◆ About this exercise
Which lines in the records below contain the word "whole"? Copy each of them.

(Records excerpted from a collection)
* * * * * * *
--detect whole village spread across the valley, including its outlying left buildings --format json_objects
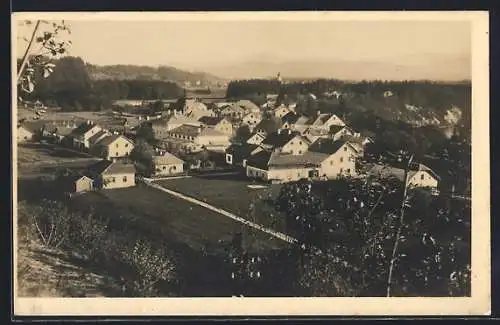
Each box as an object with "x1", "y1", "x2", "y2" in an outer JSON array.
[{"x1": 17, "y1": 76, "x2": 440, "y2": 197}]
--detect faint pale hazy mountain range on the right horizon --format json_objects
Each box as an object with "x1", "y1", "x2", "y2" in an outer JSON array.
[{"x1": 193, "y1": 57, "x2": 471, "y2": 81}]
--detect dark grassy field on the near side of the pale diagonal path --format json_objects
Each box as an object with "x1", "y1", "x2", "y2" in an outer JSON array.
[{"x1": 73, "y1": 186, "x2": 284, "y2": 252}]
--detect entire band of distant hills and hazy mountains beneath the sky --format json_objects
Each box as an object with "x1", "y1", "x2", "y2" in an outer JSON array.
[{"x1": 87, "y1": 56, "x2": 471, "y2": 86}]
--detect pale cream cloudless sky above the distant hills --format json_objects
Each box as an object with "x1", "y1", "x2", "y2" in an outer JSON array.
[{"x1": 14, "y1": 20, "x2": 471, "y2": 79}]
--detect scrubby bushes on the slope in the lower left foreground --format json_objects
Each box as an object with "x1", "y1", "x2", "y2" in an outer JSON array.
[{"x1": 19, "y1": 200, "x2": 180, "y2": 296}]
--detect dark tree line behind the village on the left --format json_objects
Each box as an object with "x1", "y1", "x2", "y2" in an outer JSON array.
[{"x1": 18, "y1": 57, "x2": 183, "y2": 111}]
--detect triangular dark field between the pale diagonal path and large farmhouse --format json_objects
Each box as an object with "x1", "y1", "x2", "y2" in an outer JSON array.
[{"x1": 158, "y1": 175, "x2": 290, "y2": 232}]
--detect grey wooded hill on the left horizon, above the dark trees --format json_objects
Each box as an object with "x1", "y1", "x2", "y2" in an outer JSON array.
[{"x1": 87, "y1": 64, "x2": 225, "y2": 86}]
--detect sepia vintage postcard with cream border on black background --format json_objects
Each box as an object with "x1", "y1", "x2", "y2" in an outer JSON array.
[{"x1": 12, "y1": 11, "x2": 491, "y2": 316}]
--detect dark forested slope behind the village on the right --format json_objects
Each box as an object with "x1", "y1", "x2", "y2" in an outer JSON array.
[{"x1": 227, "y1": 79, "x2": 471, "y2": 130}]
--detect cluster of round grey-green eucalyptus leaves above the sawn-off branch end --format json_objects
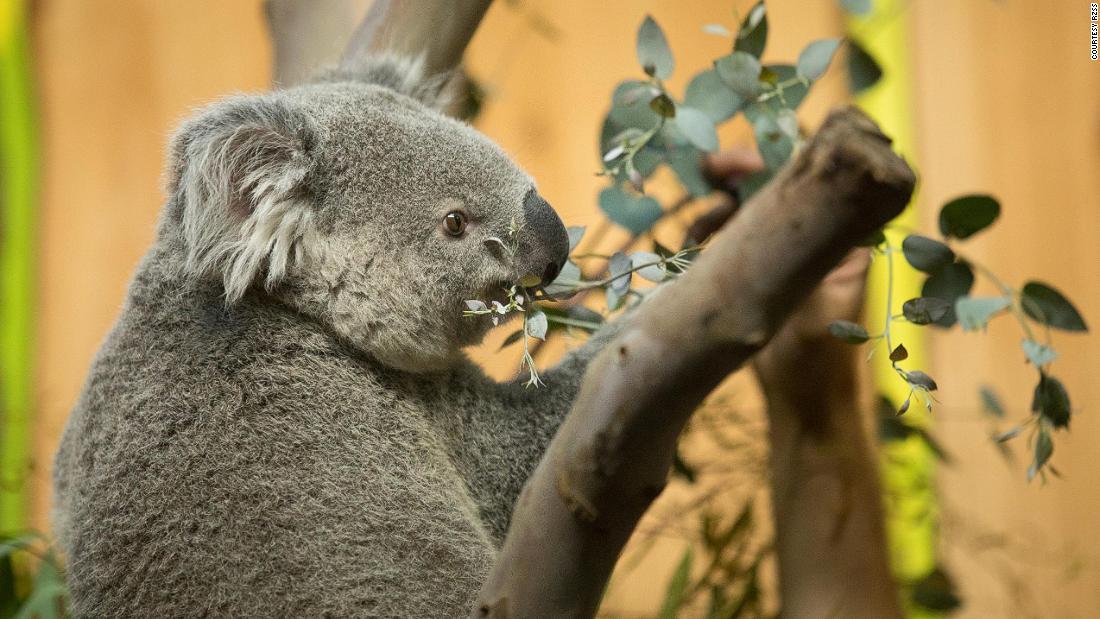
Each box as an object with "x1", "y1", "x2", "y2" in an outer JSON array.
[{"x1": 600, "y1": 1, "x2": 836, "y2": 235}]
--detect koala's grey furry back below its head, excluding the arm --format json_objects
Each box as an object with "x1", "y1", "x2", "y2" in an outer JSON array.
[{"x1": 55, "y1": 250, "x2": 494, "y2": 617}]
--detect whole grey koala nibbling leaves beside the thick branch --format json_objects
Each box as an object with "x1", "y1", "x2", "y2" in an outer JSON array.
[{"x1": 54, "y1": 57, "x2": 617, "y2": 617}]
* * * * * * *
◆ Answer space
--detect whole village spread across the valley, including its outlying left buildings --format json_objects
--detect whole grey koala nibbling leaves beside the thick branch --format json_objects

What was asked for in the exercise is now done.